### Your objective:
Please convert all of the records below into one numbered list, leaving out any blank lines.

Excerpts of bounding box records
____

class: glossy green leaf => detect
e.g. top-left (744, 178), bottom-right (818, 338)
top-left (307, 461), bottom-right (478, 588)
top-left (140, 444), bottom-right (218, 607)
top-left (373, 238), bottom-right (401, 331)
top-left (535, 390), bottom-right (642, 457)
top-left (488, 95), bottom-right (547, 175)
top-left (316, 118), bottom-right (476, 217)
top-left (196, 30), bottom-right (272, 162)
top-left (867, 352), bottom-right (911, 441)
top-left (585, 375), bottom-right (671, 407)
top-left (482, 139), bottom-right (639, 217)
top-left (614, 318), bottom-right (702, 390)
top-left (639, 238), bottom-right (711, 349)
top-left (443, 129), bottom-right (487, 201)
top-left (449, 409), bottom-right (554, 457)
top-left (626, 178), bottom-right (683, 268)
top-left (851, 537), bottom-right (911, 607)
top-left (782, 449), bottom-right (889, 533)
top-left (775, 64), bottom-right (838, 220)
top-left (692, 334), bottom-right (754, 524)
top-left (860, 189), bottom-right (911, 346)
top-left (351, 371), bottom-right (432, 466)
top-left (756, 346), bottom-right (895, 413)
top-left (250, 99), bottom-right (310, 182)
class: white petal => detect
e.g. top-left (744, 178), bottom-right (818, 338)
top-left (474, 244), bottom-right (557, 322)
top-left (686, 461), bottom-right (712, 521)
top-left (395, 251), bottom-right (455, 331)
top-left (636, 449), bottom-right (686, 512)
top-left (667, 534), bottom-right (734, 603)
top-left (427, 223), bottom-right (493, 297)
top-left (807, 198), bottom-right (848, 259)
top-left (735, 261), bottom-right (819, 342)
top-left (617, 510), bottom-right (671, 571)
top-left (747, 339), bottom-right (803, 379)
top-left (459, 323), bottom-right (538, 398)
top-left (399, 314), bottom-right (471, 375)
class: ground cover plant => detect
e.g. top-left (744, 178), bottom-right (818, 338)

____

### Task answer:
1. class: glossy green leaf => detect
2. e.g. top-left (744, 178), bottom-right (818, 338)
3. top-left (307, 461), bottom-right (478, 588)
4. top-left (140, 444), bottom-right (218, 607)
5. top-left (373, 238), bottom-right (401, 331)
6. top-left (535, 390), bottom-right (642, 457)
7. top-left (488, 95), bottom-right (547, 175)
8. top-left (316, 118), bottom-right (476, 217)
9. top-left (196, 30), bottom-right (272, 162)
10. top-left (867, 352), bottom-right (911, 441)
11. top-left (585, 375), bottom-right (671, 407)
12. top-left (482, 139), bottom-right (639, 217)
13. top-left (614, 318), bottom-right (702, 390)
14. top-left (639, 238), bottom-right (711, 349)
15. top-left (443, 129), bottom-right (487, 201)
16. top-left (449, 409), bottom-right (554, 457)
17. top-left (626, 178), bottom-right (683, 268)
18. top-left (851, 537), bottom-right (911, 607)
19. top-left (782, 449), bottom-right (889, 533)
20. top-left (775, 64), bottom-right (838, 220)
21. top-left (692, 334), bottom-right (754, 524)
22. top-left (860, 189), bottom-right (911, 346)
23. top-left (351, 371), bottom-right (432, 466)
24. top-left (756, 346), bottom-right (895, 413)
25. top-left (250, 99), bottom-right (310, 182)
26. class: white petal => detect
27. e.g. top-left (744, 178), bottom-right (818, 338)
28. top-left (474, 244), bottom-right (557, 322)
29. top-left (686, 461), bottom-right (712, 521)
30. top-left (395, 251), bottom-right (455, 331)
31. top-left (636, 449), bottom-right (686, 512)
32. top-left (667, 534), bottom-right (734, 603)
33. top-left (427, 223), bottom-right (493, 297)
34. top-left (807, 198), bottom-right (848, 259)
35. top-left (735, 261), bottom-right (819, 342)
36. top-left (617, 510), bottom-right (671, 571)
37. top-left (747, 339), bottom-right (803, 379)
38. top-left (459, 323), bottom-right (538, 398)
39. top-left (399, 314), bottom-right (471, 375)
40. class: ground cover plant => detect
41. e.g. top-left (744, 178), bottom-right (818, 338)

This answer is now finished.